[Data entries]
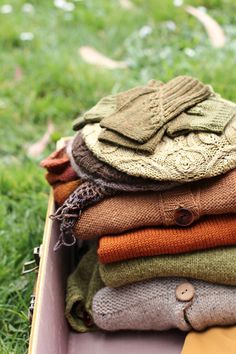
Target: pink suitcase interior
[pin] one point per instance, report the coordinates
(50, 333)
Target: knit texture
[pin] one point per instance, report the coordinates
(214, 266)
(88, 167)
(152, 305)
(82, 285)
(56, 162)
(62, 191)
(212, 115)
(58, 167)
(129, 211)
(212, 231)
(182, 159)
(140, 117)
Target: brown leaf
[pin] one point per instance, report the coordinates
(92, 56)
(37, 148)
(215, 32)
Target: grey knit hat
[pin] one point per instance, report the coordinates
(166, 303)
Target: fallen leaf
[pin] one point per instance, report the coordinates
(215, 32)
(126, 4)
(92, 56)
(37, 148)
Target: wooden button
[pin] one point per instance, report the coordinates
(185, 292)
(183, 217)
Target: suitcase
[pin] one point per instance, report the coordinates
(50, 333)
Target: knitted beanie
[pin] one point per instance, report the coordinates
(62, 191)
(82, 285)
(182, 159)
(212, 231)
(212, 115)
(214, 266)
(181, 206)
(162, 304)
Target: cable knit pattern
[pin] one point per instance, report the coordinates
(145, 209)
(211, 232)
(152, 305)
(142, 116)
(88, 167)
(182, 159)
(214, 266)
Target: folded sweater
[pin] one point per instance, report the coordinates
(162, 304)
(210, 232)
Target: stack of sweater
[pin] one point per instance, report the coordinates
(149, 184)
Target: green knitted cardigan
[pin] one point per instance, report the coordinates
(215, 265)
(82, 285)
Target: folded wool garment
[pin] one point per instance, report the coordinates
(212, 231)
(62, 191)
(211, 115)
(162, 304)
(181, 159)
(88, 167)
(140, 112)
(58, 166)
(82, 285)
(215, 340)
(179, 206)
(56, 162)
(214, 266)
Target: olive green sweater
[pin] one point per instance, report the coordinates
(215, 265)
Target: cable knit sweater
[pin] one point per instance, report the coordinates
(211, 232)
(181, 159)
(153, 305)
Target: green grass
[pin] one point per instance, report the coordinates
(57, 85)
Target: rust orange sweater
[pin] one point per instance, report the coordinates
(210, 232)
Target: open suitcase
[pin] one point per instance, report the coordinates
(50, 333)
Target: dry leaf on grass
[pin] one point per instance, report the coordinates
(92, 56)
(215, 32)
(37, 148)
(126, 4)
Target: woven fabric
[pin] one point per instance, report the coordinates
(211, 232)
(211, 115)
(214, 266)
(181, 159)
(152, 305)
(62, 191)
(129, 211)
(88, 167)
(82, 285)
(215, 340)
(58, 168)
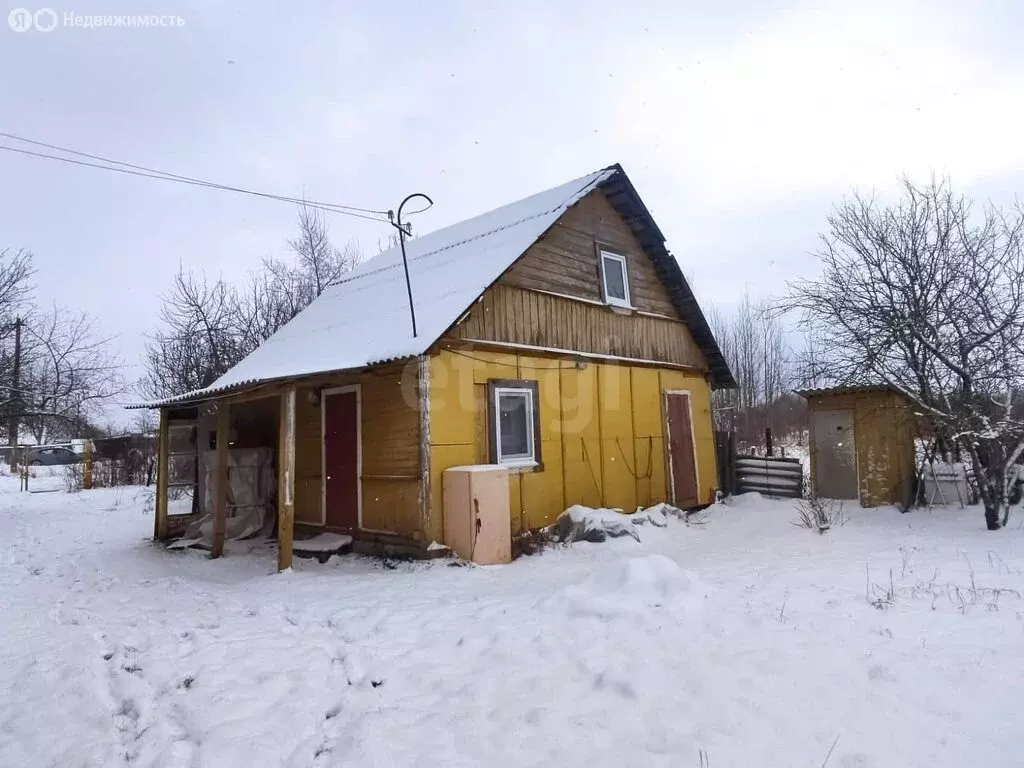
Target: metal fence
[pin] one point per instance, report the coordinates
(768, 475)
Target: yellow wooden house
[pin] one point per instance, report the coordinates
(556, 336)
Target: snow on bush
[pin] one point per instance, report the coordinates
(636, 586)
(580, 523)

- Task statement:
Please repeat every one of the rows above word for word, leaving the pictures out of your answer.

- Task answer:
Target: pink suitcase interior
[pin] one point per instance, report the coordinates
(50, 333)
Target: knit texture
[pin] one point per instance, report the coordinates
(214, 266)
(88, 167)
(152, 305)
(82, 285)
(56, 162)
(62, 191)
(212, 115)
(58, 167)
(129, 211)
(212, 231)
(182, 159)
(140, 117)
Target: brown leaf
[pin] one point per instance, report the coordinates
(92, 56)
(37, 148)
(215, 32)
Target: grey knit hat
[pin] one point per instance, report the coordinates
(166, 303)
Target: fallen leaf
[pin] one point per instance, report the coordinates
(215, 32)
(126, 4)
(92, 56)
(37, 148)
Target: wooden button
[pin] one point per instance, report the coordinates
(185, 292)
(183, 217)
Target: suitcase
[pin] one point per instance, report the coordinates
(50, 333)
Target: knitted beanie
[pin] one point per instance, report the coordinates
(62, 191)
(82, 285)
(182, 159)
(212, 231)
(212, 115)
(214, 266)
(181, 206)
(162, 304)
Target: cable knit pattern
[pin] one point per instance, report the coordinates
(145, 209)
(211, 232)
(152, 305)
(142, 116)
(88, 167)
(182, 159)
(214, 266)
Target: folded sweater
[pin] one point per instance, report the coordinates
(162, 304)
(210, 232)
Target: stack of sweater
[pin] one point per instance, report the coordinates
(149, 184)
Target: green knitted cardigan
[pin] one point per instance, report the coordinates
(215, 265)
(82, 285)
Target: folded wool garment
[pin] one point per instance, report the coordinates
(212, 231)
(62, 191)
(211, 115)
(162, 304)
(181, 159)
(88, 167)
(140, 112)
(58, 166)
(82, 285)
(215, 340)
(179, 206)
(56, 162)
(214, 266)
Target: olive green sweater
[pin] one point per instance, report the coordinates
(215, 265)
Target: cable knit sweater
[pin] one point per instance, report the coordinates
(211, 232)
(181, 159)
(153, 305)
Target: green grass
[pin] one point per instance, report the coordinates
(57, 85)
Target: rust orange sweater
[pin] one point per instance, report the coordinates
(210, 232)
Target: open suitcase
[pin] one point per instance, report the coordinates
(50, 333)
Target: dry leaf on grass
[pin] one point per instance, report the coordinates
(92, 56)
(215, 32)
(37, 148)
(126, 4)
Target: woven fabric
[pin] one point per instance, report the coordinates
(211, 232)
(211, 115)
(214, 266)
(181, 159)
(152, 305)
(62, 191)
(129, 211)
(88, 167)
(82, 285)
(215, 340)
(58, 168)
Target: metal fence
[pin] one point per instance, report the coordinates
(768, 475)
Target: yellow wooden house
[pin] one point per instance, report the coordinates
(556, 336)
Target: snow on bush
[pin] one point per instance, report the coordinates
(636, 586)
(580, 523)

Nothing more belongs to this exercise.